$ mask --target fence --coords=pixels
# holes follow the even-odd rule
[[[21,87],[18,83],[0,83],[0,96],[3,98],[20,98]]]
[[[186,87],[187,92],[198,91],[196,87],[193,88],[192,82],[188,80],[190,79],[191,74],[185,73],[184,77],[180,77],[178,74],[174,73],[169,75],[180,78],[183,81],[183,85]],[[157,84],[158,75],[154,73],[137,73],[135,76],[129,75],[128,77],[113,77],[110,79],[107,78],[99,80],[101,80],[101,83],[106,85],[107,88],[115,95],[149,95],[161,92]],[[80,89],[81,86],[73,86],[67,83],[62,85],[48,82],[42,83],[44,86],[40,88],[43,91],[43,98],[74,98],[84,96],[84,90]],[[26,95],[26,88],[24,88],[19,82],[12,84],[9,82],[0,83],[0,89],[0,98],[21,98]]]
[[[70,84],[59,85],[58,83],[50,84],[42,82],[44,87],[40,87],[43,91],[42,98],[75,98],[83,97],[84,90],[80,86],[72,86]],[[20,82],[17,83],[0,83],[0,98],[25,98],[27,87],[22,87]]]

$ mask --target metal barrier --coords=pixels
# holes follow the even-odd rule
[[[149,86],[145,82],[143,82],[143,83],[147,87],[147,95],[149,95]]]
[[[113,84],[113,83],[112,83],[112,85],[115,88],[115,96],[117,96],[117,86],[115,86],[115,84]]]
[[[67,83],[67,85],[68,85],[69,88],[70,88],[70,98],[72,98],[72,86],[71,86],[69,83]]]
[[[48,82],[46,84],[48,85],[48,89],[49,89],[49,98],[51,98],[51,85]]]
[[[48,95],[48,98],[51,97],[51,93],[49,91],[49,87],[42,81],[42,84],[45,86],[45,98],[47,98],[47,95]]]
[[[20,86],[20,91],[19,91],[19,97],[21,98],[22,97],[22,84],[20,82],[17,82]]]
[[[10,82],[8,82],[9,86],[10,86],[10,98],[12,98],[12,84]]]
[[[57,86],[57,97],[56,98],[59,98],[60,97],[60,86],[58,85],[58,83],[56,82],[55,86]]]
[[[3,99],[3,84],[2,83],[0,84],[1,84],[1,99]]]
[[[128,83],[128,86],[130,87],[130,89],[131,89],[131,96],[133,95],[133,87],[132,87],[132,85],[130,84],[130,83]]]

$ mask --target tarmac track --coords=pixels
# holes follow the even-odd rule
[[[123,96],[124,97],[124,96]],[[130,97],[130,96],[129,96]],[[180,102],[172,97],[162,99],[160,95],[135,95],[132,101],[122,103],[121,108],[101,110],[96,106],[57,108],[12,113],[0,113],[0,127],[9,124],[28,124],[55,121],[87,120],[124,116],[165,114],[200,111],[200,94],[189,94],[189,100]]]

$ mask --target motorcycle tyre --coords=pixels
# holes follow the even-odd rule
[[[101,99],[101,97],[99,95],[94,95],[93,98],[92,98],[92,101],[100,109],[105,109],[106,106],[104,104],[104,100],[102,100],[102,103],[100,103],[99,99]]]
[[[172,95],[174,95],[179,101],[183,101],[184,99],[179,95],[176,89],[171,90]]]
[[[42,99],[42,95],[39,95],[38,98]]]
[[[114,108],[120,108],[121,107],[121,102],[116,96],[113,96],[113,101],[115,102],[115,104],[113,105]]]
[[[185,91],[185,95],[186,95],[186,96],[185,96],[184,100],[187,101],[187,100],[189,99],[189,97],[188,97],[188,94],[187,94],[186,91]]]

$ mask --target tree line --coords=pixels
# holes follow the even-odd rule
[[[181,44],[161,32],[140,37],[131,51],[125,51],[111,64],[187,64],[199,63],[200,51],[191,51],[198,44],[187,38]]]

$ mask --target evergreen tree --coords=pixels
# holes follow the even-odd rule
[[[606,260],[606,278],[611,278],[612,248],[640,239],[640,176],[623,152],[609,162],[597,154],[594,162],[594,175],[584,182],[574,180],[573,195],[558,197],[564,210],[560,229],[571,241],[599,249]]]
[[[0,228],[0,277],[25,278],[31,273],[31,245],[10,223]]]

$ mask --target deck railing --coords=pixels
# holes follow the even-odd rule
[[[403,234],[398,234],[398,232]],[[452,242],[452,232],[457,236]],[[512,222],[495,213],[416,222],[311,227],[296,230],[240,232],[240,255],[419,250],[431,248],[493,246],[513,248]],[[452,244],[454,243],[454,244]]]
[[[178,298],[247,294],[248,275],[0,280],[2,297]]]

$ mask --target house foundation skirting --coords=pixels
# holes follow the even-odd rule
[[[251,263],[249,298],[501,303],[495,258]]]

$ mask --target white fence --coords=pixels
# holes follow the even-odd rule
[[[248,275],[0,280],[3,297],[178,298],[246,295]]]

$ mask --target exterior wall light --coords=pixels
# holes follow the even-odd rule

......

■ **PROBLEM DETAILS**:
Track down every line of the material containing the string "fence", and copy it.

■ **OUTPUT BELOW**:
$ mask --target fence --coords=pixels
$ mask --target white fence --coords=pixels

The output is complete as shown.